* A block of data *
──────────────────────────────

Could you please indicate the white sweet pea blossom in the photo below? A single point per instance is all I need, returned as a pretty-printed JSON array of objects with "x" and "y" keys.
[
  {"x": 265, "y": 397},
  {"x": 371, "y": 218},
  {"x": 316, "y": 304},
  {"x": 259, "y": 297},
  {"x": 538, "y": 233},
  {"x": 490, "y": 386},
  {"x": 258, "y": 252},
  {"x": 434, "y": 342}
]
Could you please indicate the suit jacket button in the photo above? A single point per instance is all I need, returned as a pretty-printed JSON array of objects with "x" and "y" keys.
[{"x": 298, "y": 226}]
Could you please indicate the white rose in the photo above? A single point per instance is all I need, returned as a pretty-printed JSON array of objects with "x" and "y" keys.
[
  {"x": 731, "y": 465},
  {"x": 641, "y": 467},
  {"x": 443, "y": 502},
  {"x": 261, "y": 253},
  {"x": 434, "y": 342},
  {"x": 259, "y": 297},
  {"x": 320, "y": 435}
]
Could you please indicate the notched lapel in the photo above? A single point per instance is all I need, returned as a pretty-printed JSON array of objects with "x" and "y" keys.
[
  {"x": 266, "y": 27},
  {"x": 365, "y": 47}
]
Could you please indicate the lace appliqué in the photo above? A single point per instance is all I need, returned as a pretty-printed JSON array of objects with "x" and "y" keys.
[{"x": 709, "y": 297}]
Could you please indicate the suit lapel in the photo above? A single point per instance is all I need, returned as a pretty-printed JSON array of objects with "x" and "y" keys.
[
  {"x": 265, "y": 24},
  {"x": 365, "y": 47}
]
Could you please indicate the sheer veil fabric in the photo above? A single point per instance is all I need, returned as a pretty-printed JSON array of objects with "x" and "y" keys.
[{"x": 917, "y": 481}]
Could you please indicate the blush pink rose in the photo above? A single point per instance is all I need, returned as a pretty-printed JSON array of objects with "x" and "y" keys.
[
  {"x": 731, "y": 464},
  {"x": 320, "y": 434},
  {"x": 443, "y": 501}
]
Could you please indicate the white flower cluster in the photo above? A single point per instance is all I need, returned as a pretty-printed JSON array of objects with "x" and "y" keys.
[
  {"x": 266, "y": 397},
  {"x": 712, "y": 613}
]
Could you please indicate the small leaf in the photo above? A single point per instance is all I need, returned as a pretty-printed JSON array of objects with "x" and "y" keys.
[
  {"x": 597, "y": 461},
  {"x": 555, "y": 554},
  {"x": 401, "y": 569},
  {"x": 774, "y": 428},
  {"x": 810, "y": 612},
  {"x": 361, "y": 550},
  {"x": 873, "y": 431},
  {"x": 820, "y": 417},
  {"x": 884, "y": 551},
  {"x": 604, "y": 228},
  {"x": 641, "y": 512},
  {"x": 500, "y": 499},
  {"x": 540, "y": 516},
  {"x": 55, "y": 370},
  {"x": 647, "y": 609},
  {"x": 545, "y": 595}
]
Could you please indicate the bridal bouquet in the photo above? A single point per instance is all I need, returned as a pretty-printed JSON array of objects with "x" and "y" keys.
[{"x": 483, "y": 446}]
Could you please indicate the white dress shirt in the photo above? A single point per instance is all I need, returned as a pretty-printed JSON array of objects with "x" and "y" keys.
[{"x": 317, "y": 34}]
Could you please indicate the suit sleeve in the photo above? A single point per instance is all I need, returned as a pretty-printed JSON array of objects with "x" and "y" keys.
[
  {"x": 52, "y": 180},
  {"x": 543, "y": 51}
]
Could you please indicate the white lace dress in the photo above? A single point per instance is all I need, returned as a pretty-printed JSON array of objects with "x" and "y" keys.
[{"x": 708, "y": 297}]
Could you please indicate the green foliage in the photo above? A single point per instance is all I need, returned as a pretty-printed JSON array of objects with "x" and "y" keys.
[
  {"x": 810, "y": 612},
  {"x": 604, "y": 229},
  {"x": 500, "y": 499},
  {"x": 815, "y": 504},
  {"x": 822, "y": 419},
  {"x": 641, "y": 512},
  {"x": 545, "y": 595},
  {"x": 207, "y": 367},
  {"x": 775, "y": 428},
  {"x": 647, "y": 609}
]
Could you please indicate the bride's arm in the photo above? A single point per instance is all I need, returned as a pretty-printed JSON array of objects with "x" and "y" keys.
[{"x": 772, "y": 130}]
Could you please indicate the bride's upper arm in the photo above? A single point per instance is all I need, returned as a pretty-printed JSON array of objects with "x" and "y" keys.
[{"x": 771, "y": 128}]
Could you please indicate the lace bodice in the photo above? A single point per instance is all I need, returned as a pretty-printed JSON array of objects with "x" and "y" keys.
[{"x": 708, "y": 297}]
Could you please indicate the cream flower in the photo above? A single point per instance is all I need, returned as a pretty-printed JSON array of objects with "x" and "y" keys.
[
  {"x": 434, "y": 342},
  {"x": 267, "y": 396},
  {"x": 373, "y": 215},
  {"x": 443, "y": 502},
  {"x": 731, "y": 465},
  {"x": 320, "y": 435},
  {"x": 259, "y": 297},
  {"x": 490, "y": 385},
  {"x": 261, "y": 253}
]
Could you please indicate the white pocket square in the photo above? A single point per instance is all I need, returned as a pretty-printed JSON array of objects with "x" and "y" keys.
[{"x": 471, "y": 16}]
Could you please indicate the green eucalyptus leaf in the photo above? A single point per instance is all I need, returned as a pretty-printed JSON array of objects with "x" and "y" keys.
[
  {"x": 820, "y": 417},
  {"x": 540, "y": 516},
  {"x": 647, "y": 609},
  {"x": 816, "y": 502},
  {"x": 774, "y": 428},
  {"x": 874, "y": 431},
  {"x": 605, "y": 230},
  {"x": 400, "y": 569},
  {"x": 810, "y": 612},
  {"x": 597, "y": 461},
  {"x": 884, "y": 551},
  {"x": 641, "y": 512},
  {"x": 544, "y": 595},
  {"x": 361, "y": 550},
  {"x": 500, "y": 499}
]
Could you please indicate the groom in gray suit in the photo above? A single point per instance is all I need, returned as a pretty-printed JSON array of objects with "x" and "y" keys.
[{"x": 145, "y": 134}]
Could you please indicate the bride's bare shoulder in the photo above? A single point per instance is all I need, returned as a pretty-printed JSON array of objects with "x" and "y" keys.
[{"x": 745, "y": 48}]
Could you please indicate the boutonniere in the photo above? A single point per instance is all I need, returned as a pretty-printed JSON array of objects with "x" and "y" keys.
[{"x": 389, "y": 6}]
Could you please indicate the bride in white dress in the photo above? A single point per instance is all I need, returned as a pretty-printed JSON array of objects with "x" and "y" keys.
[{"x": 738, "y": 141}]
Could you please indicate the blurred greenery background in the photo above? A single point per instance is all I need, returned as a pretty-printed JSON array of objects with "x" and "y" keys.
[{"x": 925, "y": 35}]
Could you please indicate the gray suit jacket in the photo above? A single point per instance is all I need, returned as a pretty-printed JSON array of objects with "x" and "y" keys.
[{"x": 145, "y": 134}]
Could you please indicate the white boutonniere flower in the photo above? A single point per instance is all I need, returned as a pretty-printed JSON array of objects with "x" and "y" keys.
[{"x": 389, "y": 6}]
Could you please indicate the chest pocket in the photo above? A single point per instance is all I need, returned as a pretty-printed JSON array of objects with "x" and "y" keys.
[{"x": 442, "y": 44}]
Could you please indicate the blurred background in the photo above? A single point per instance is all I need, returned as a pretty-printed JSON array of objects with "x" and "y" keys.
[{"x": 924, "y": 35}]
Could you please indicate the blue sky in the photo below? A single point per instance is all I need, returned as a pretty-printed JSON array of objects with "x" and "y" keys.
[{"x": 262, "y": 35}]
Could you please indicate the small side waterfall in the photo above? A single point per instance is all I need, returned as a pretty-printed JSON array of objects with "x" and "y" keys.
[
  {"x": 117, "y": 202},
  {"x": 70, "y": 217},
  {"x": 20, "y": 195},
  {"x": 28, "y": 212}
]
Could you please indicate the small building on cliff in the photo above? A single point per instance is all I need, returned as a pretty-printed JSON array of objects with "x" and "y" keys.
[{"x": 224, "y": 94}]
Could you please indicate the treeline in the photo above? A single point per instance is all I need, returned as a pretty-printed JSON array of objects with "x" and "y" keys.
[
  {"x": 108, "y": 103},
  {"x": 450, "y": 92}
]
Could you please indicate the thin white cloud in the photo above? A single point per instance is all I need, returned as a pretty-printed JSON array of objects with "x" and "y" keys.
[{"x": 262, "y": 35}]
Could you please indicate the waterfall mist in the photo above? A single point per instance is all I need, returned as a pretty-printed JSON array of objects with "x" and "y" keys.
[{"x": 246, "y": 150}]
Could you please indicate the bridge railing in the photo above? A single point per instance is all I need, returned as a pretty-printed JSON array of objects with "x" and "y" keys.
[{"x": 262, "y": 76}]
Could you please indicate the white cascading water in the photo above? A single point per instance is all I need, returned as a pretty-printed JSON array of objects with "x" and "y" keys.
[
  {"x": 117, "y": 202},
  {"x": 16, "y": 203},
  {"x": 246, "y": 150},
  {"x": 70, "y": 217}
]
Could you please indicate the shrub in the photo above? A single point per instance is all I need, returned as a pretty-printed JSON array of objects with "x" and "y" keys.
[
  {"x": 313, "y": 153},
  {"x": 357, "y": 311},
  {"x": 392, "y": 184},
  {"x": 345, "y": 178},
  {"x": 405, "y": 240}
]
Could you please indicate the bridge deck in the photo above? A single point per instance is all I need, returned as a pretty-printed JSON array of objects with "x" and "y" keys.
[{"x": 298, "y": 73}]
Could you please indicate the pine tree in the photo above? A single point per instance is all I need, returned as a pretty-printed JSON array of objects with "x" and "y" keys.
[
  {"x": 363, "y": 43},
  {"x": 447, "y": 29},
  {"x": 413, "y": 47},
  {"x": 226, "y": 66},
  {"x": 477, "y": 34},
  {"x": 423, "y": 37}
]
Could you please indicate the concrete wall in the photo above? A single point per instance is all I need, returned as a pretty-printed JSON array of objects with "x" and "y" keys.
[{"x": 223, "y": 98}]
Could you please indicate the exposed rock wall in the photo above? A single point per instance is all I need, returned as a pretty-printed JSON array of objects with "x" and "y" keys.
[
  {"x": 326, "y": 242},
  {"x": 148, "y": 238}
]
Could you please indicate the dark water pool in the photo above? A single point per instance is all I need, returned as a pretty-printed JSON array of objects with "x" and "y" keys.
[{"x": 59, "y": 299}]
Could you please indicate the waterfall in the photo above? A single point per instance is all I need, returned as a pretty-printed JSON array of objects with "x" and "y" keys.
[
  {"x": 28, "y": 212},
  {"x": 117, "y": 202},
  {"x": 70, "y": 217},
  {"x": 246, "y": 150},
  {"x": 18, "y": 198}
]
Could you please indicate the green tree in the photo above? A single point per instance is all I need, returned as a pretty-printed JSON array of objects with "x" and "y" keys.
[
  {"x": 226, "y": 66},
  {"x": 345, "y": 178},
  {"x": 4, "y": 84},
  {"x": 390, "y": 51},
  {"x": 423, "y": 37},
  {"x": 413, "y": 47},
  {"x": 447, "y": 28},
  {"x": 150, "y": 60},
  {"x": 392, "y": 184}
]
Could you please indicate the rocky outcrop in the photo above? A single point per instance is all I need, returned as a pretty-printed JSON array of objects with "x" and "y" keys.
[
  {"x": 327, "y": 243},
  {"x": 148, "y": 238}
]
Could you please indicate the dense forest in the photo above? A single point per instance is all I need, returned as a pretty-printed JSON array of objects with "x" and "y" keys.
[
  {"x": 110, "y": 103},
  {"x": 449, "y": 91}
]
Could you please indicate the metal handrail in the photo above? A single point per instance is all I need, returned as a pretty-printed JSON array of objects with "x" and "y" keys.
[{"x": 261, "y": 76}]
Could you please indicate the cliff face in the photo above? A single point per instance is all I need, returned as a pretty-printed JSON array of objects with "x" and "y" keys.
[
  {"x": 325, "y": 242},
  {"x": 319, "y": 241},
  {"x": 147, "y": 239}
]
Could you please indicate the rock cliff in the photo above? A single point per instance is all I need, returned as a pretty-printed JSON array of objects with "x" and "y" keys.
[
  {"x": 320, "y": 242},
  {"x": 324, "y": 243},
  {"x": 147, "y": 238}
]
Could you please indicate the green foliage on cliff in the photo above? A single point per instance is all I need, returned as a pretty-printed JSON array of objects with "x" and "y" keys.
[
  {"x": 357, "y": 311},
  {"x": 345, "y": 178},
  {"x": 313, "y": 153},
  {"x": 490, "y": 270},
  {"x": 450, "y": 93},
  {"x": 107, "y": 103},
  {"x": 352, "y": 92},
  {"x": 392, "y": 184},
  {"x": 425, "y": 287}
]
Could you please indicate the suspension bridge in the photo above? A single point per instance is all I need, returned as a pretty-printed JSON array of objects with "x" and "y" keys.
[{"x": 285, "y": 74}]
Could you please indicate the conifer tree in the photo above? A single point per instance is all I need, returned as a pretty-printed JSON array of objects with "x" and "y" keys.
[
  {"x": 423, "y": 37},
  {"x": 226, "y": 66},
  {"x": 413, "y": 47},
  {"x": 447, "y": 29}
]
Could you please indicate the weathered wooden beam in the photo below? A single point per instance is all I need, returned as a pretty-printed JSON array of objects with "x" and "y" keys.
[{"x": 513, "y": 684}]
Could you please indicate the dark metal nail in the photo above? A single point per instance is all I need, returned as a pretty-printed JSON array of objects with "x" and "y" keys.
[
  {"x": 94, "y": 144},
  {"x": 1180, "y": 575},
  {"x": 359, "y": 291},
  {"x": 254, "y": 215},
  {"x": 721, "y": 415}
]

──────────────────────────────

* GIVEN EXERCISE *
Transcribe the lines of the listing word for word, starting at the line that contains "Could you please indicate the weathered" and ending with the last line of the listing.

* SOLUTION BELOW *
Could you please indicate the weathered wooden beam in the photo below? A single point per instance is all I need, returned as a pretty-printed JSON array of objects with "x" and "y" keys.
[{"x": 513, "y": 684}]
Could you please indicate the dark metal nail in the photo above? A single point per instance is all I need, returned as a pretty-printed JSON array of objects with "x" and "y" keys.
[
  {"x": 94, "y": 144},
  {"x": 1180, "y": 575},
  {"x": 359, "y": 291},
  {"x": 254, "y": 215},
  {"x": 721, "y": 415}
]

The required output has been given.